◆ Teks Kutipan

━━━━━━━━━━

Pada era sekarang, tren yang cukup menonjol adalah datangnya komunitas Indo bukan dari pertalian dengan generasi Indo zaman Hindia Belanda. Namun meningkatnya populasi warga Indo terutama di Indonesia, disebabkan karena faktor.pernikahan campur antara WNI dengan warga negata asing darj negara Barat lain, seperti Perancis, Inggris, Australia, Amerika, Rusia, Jerman dan lainnya. Pelarian mahasiswa zaman Orde Lama di Rusia, Ceko, Slovakia dan Polandia yang tidak dapat pulang ke Indonesia dan dicabut paspornya karena dicap sebagai anggota PKI oleh Soeharto, banyak akhirnya menikahi perempuan setempat dan menghasilkan generasi - generasi Indo di Eropa Timur.

Distribusi Orang Indo di berbagai negara telah cukup banyak berkontribusi dalam mengharumkan nama bangsa. Di Kaledonia Baru, seorang perempuan Indo - Perancis bernama Corinne Voisin berhasil menjabat sebagai walikota La Foa. Seorang Indo - Perancis lainnya, Pierre Coffin, berhasil mengharumkan nama Indonesia dengan menciptakan animasi Minions yang booming sejagad raya. Pierre Coffin merupakan putera dari sastrawati legendaris Indonesia, NH Dini. Di Australia, Jessica Mauboy, seorang penyanyi berdarah Indo, menuai kesuksesan menjadi Australian Idol. Di Malaysia, Kasma Booty menjadi seorang aktris legendaris yang disandingkan sebagai " Malaysia's Elizabeth Taylor". VJ MTV Nadya Hutagalung juga menuai sukses di ranah regional sebagai juri Asia's Next Top Model.

━━━━━━━━━━

◆ Data Mentah
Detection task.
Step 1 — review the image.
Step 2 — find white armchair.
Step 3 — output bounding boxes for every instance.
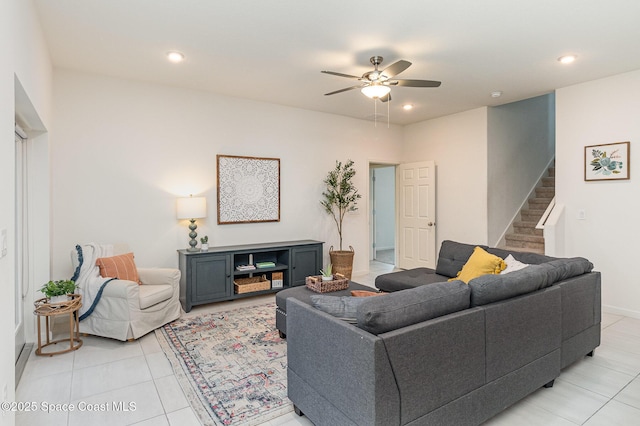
[71,246,181,341]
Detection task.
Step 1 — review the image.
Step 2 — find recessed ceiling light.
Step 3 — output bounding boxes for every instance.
[558,55,577,64]
[167,52,184,64]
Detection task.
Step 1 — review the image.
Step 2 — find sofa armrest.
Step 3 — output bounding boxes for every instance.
[287,298,400,425]
[102,279,140,301]
[138,268,180,285]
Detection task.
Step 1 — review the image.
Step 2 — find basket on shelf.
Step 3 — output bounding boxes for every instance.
[233,275,271,294]
[305,274,349,293]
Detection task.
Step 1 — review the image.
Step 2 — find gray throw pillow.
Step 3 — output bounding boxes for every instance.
[311,294,368,324]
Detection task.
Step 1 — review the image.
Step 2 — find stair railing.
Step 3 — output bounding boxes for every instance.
[536,197,556,229]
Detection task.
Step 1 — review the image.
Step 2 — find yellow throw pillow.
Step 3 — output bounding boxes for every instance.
[96,253,142,284]
[449,247,507,284]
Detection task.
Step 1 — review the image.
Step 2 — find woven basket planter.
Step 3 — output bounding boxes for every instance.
[329,246,355,280]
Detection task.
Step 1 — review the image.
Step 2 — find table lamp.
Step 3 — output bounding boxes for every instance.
[177,195,207,251]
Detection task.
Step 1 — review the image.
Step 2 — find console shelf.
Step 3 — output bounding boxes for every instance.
[178,240,324,312]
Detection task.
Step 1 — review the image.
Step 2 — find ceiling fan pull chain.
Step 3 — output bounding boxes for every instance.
[373,99,378,127]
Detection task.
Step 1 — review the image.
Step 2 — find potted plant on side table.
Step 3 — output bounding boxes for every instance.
[40,280,77,304]
[200,235,209,251]
[320,160,362,279]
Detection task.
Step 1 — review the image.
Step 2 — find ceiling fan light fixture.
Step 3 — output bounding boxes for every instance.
[558,55,577,65]
[167,51,184,64]
[360,84,391,99]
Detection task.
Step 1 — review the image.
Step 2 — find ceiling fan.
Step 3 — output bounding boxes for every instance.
[321,56,441,102]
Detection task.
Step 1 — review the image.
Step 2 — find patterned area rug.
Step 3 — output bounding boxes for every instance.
[156,303,293,425]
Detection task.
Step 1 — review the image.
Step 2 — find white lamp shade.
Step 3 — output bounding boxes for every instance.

━━━━━━━━━━

◆ Sasaran Tugas
(a) Dalam teks tentang orang Indo di atas, siapa yang berhasil menjabat sebagai wali kota La Foa di Kaledonia Baru?
(b) Teruskan teks tentang orang Indo di atas mulai dari kalimat terakhirnya.

◆ Hasil per Tugas
(a) Corinne Voisin, seorang perempuan Indo-Perancis.

(b)
Di Indonesia, semenjak orde Baru menormalisasi hubungan dengan Belanda dan merapat dengan Barat, orang Indo kembali mendapatkan momentum untuk bangkit dari keterpurukan. Beberapa yayasan Belanda yang memperhatikan isu - isu kemiskinan di kalangan Indo seperti yayasan Halin, mendapat dukungan pemerintah. Dunia hiburan Indonesia kemudian menjelma menjadi 'sanctuary' bagi orang Indo, yang ruang geraknya masih belum terlalu leluasa. Fenomena ini juga didukung oleh faktor melejitnya tren wajah barat dalam industri hiburan di Asia. Hal ini berlaku hingga sekarang, dan ternyata menariknya tidak hanya di Indonesia. Thailand, Filipina dan Singapura merupakan negara - negara Asia yang lebih banyak memberi porsi orang - orang Eurasia di layar kaca.

Salah satu primadona Indonesia di era 1980-an, Sophia Latjuba atau sekarang dikenal sebagai Sophia Muller, berhasil membintangi sebuah film yang menjadi legenda: Catatan si Boy. Kesuksesan ini menyusul dominasi deretan aktris Indo sebelumnya seperti Lidya Kandouw, Suzanna, Inneke Koesherawati, Sherly Malinton, Meriam Bellina, Ida Iasha, Sandy Harun, Cintami Atmanegara, Btari Karlinda, Indriati Iskak, dan lainnya. Kehadiran aktor Indo tampan Barry Prima juga menjadi sebuah sensasi tersendiri dalam sejarah perfilman Indonesia.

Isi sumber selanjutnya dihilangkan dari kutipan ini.